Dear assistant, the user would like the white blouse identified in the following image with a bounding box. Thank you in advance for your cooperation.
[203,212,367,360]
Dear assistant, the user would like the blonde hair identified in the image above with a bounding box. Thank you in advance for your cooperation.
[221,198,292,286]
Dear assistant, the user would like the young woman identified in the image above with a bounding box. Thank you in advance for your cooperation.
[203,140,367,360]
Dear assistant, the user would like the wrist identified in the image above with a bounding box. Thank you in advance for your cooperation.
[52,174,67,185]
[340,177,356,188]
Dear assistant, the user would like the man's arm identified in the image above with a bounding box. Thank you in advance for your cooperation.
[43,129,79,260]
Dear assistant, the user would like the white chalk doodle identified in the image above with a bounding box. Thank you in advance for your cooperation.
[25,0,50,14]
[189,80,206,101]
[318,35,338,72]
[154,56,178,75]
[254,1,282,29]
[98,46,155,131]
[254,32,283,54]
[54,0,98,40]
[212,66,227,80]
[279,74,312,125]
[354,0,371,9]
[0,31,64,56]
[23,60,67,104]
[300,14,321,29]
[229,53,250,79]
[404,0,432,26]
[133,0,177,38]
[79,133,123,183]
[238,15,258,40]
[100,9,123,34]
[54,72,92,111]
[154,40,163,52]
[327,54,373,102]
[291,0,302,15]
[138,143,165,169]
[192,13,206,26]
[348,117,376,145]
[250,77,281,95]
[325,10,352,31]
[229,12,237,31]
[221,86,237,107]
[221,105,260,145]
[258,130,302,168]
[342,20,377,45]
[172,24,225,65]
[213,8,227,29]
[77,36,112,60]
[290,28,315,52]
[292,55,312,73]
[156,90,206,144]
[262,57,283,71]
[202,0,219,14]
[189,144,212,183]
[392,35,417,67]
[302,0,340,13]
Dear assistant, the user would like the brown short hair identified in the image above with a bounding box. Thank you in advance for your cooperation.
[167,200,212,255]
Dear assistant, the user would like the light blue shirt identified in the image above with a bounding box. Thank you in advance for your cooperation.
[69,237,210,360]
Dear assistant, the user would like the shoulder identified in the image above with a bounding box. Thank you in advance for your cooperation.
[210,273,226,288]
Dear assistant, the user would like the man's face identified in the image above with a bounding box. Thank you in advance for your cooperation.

● WHAT YOU ARE ASKED TO DO:
Print all of the records above again without changing a single word or character.

● TASK SOLUTION:
Dear assistant, the user would like the white blouse identified in the following image with a bounding box. Thank you in advance for your cooperation.
[203,212,367,360]
Dear assistant, the user would like the blonde hair identified in the image above with a bounding box. Thank you in advance for your cooperation.
[221,198,292,286]
Dear assistant, the user would like the young woman identified in the image above with a bounding box. Thank you in advance for your cooperation.
[203,140,367,360]
Dear assistant, the user would like the wrist identified in the image above with a bounding box. Thank you in advance for your cooperation.
[52,174,67,185]
[340,177,356,188]
Dear assistant, the user would like the man's arm identified in the image above with a bounding box. Thank you in advance for your cooperation.
[43,129,79,260]
Dear assistant, the user would like the white chalk doodle identified in the image above with a bounding box. Thank you in advance for your cooperation.
[25,0,50,14]
[189,80,206,101]
[318,35,338,72]
[154,56,178,75]
[254,1,282,29]
[98,46,155,131]
[254,32,283,54]
[54,0,98,40]
[212,66,227,80]
[279,74,312,125]
[354,0,371,9]
[0,31,64,56]
[23,60,67,104]
[300,14,321,29]
[229,53,250,79]
[404,0,432,26]
[133,0,177,38]
[79,133,123,183]
[238,15,258,40]
[100,9,123,34]
[54,72,92,111]
[154,40,163,52]
[327,54,373,102]
[291,0,302,15]
[138,143,165,169]
[192,13,206,26]
[348,117,376,145]
[250,77,281,95]
[325,10,352,31]
[229,12,237,31]
[221,86,237,107]
[221,105,260,145]
[258,130,302,168]
[342,20,377,45]
[172,24,225,65]
[213,8,227,29]
[77,36,112,60]
[290,28,315,52]
[292,55,312,73]
[156,90,206,144]
[262,57,283,71]
[202,0,219,14]
[189,144,212,183]
[392,35,417,67]
[302,0,340,13]
Dear assistant, the user would like the brown short hair identified in the image above with a bounding box. Thank you in advance for your cooperation.
[167,200,212,255]
Dear assistant, the user would like the light blue shirt identified in the image above with a bounding box. Thank you in advance for your cooperation.
[69,237,210,360]
Dear assistant, the user would like the shoulder identified in the image above with a bounding box. Thank you in advance for your cooperation.
[210,273,226,288]
Dear assistant, the user would like the man's face identified in the image above with a bounding box. Thank you in advance for your cooperation.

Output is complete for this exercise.